» OBJECTIVES
1. From the mahogany case, reproduce everything from "FIVE HUNDRED AND TWENTY-EIGHT PIECES OF" down to "POSSESSION OF PROPERTY." word for word.
2. Rewrite the listing, from the line containing "of the waiter" down to the end of the listing, as a Markdown table with the columns Row and Line Text, one line per row and no blank lines.

200

Case No. 4,845.

FIVE HUNDRED AND TWENTY-EIGHT PIECES OF MAHOGANY.

[2 Lowell, 323.]1

District Court, D. Massachusetts.

March, 1874.

ADMIRALTY—JURISDICTION—ACTION IN REM TO RECOVER POSSESSION OF PROPERTY.

1. Where the possession of movable property has been changed, against the right of the true owner, by a maritime tort, or by the breach of a maritime contract, to which the property was subject, the owner may vindicate his title in a court of admiralty by a proceeding in rem.

[Distinguished in Wenberg v. A Cargo of Mineral Phosphate. 15 Fed. 287. Cited in The Director, 26 Fed. 712.]

2. A party who would be the defendant in ordinary cases may often assume the character of libellant in a court of admiralty, in order to bring his case before the court, if the opposite party is in possession of the res, or of a fund in which the libellant has a right to share.

The libel alleged that certain mahogany, of which the five hundred and twenty-eight pieces were a part, was shipped at St. Domingo, in August, 1874, on the American brig Surprise, F. L. Norton, master, to be carried to Genoa, and there delivered, in accordance with the terms of two certain bills of lading, to the libellant, who was the owner thereof; that the master put into Yarmouth, Nova Scotia, and there, without right, sold the cargo, and became himself the purchaser; that said Norton had shipped several parts of said cargo to different ports for sale, and among others to Boston, and was about to ship the same hence to London; that the libellant believes said Norton is about to convert the cargo to his own use; that the libellant is willing to pay the freight and other charges, if any, due said Norton, but denies that any thing is due under the circumstances. The prayer was for a restoration of said cargo, upon payment of whatever may be due thereon.

The question of jurisdiction was submitted to the court, without formal pleadings, and was argued by H. C. Hutchins and H. H. Currier, for the libellant, and C. S. Lincolns, for the claimant of the cargo, who was said to be not the master himself, but a purchaser from him.

LOWELL, District Judge. The libellant's case has been excepted to in the outset in a somewhat informal way, by consent of parties, in order to test the jurisdiction of the court. Few decisions have been found by counsel or by me in which a restitution has been ordered by the admiralty of goods found separated from a vessel in circumstances like those set forth in this libel. Undoubtedly, such titles are usually tried in the state courts, excepting when they concern ships, which in this country have been held to be within the cognizance of the admiralty, and which have lately been put on the same footing in England. At the hearing I was much disposed to doubt whether the admiralty replevin, so to-call it, extended fully to cargoes, or what had lately been cargoes, as well as to ships; but, upon further reflection, I am of opinion that the suit may be maintained.

The admiralty has authority to seize and restore to the true owner all goods, or their proceeds, wrongly taken at sea, whether by simple robbery, or under color of a capture as prize of war, whenever and wherever and in whosesoever possession such goods or their proceeds may be found within the territorial jurisdiction of the admiralty court whose power is invoked in the premises: The Amiable Nancy, 3 Wheat. [16 U. S.] 546; Rex v. Broom, 12 Mod. 135; The Hercules, 2 Dod. 353; 1 Kent, Comm. 379. So, in salvage, the owner of the goods upon which there is a lien for salvage may reclaim them in the admiralty, submitting to the court the question of salvage, and offering to pay the amount. In Post v. Jones, 19 How. [60 U. S.] 150, the master of a whaleship wrecked in the Arctic ocean had sold her catchings to the claimants; and the owners of a part of the cargo proceeded in rem against the oil and whalebone, praying to have possession delivered to them of the oil, &c., or its proceeds, if sold, subject to salvage and freight. The supreme court sustained the libel, and ordered the circuit court to divide the proceeds according to the mode pointed out in the opinion.

Saved data entries:
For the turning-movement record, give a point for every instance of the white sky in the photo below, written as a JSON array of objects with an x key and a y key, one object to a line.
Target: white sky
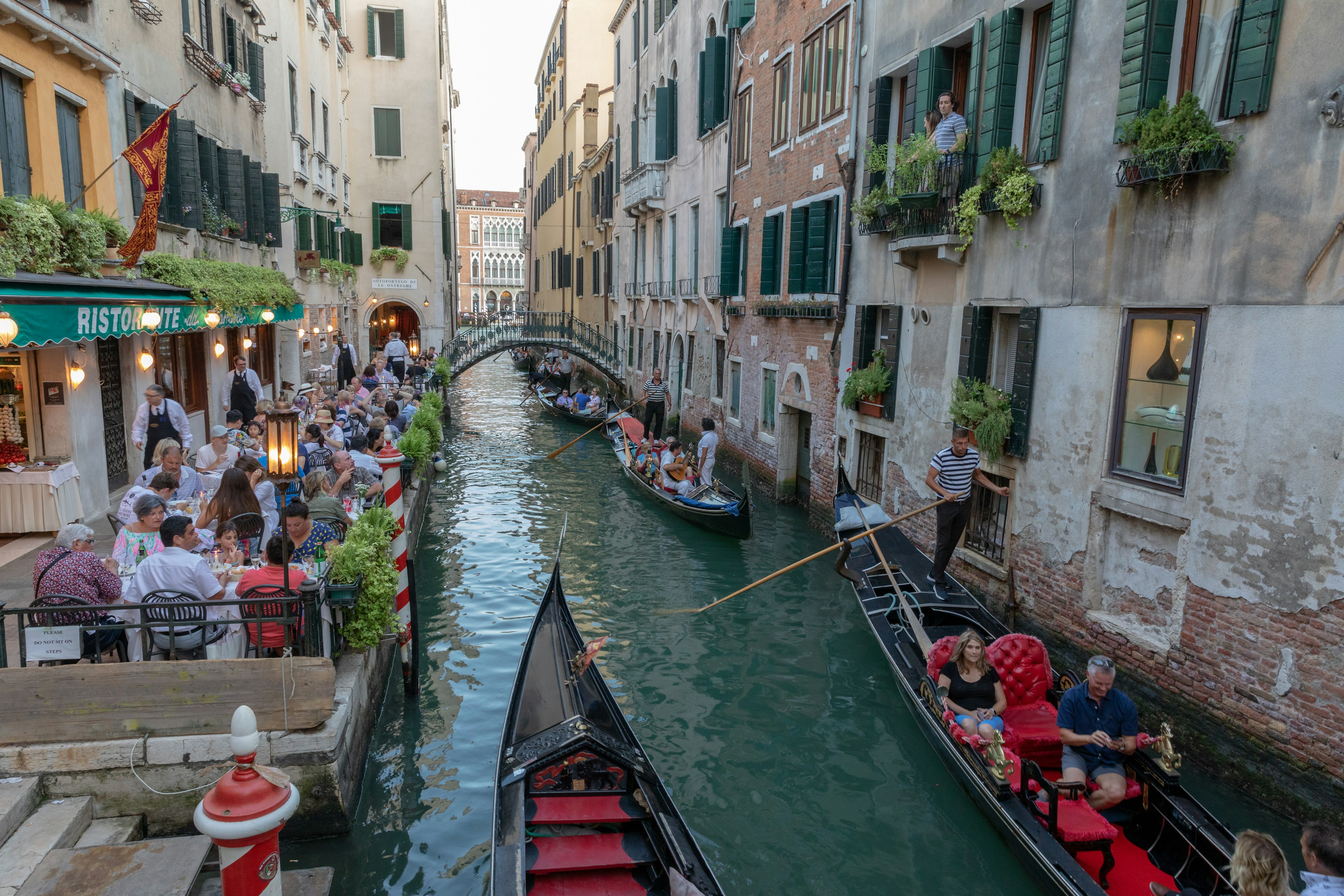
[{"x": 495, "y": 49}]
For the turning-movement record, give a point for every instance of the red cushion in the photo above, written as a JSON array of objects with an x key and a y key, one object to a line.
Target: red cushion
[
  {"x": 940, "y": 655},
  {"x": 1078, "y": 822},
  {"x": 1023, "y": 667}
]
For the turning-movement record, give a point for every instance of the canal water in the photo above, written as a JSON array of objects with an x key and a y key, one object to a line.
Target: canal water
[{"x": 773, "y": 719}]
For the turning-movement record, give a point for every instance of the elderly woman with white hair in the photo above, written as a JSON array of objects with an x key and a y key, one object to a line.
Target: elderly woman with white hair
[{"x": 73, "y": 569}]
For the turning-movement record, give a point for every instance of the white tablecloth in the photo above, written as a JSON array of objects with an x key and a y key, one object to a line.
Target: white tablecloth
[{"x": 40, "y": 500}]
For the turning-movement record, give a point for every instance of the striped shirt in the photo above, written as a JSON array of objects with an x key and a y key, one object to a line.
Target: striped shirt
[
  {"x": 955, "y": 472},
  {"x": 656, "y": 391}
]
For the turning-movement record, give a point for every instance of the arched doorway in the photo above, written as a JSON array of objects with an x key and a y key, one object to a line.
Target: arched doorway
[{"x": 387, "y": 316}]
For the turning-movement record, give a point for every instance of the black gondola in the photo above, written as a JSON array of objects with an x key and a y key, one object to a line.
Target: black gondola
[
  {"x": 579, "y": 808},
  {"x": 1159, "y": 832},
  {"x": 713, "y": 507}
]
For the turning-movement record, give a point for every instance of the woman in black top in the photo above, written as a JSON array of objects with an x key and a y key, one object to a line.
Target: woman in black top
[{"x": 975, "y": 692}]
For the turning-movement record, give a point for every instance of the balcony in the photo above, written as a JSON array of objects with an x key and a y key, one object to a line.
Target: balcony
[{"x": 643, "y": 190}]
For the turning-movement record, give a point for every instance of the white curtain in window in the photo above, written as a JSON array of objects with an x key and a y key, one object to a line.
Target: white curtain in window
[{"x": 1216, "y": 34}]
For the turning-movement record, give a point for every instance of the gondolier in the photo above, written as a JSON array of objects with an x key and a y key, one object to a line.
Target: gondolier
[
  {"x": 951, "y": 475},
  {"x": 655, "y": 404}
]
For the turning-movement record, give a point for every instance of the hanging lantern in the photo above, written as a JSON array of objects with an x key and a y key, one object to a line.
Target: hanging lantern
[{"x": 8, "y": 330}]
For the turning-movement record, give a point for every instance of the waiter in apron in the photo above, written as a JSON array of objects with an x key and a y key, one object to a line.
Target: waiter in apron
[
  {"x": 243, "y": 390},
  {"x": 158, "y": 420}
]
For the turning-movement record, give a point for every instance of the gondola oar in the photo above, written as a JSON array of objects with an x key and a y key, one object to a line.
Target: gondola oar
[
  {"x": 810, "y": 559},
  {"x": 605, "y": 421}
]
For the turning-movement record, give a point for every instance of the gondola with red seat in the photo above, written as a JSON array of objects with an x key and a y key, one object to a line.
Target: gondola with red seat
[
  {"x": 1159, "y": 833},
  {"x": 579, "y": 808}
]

» RESPONSES TO THE EXERCISE
1.
FIVE HUNDRED AND TWENTY-EIGHT PIECES OF MAHOGANY.

[2 Lowell, 323.]1

District Court, D. Massachusetts.

March, 1874.

ADMIRALTY—JURISDICTION—ACTION IN REM TO RECOVER POSSESSION OF PROPERTY.

2.
| Row | Line Text |
|---|---|
| 1 | For the turning-movement record, give a point for every instance of the waiter in apron in the photo above, written as a JSON array of objects with an x key and a y key, one object to a line. |
| 2 | Target: waiter in apron |
| 3 | [ |
| 4 |   {"x": 243, "y": 390}, |
| 5 |   {"x": 158, "y": 420} |
| 6 | ] |
| 7 | For the turning-movement record, give a point for every instance of the gondola oar in the photo above, written as a JSON array of objects with an x key and a y key, one object to a line. |
| 8 | Target: gondola oar |
| 9 | [ |
| 10 |   {"x": 810, "y": 559}, |
| 11 |   {"x": 605, "y": 421} |
| 12 | ] |
| 13 | For the turning-movement record, give a point for every instance of the gondola with red seat in the photo above, written as a JSON array of objects with an x key and a y key, one object to a line. |
| 14 | Target: gondola with red seat |
| 15 | [ |
| 16 |   {"x": 1159, "y": 833}, |
| 17 |   {"x": 579, "y": 808} |
| 18 | ] |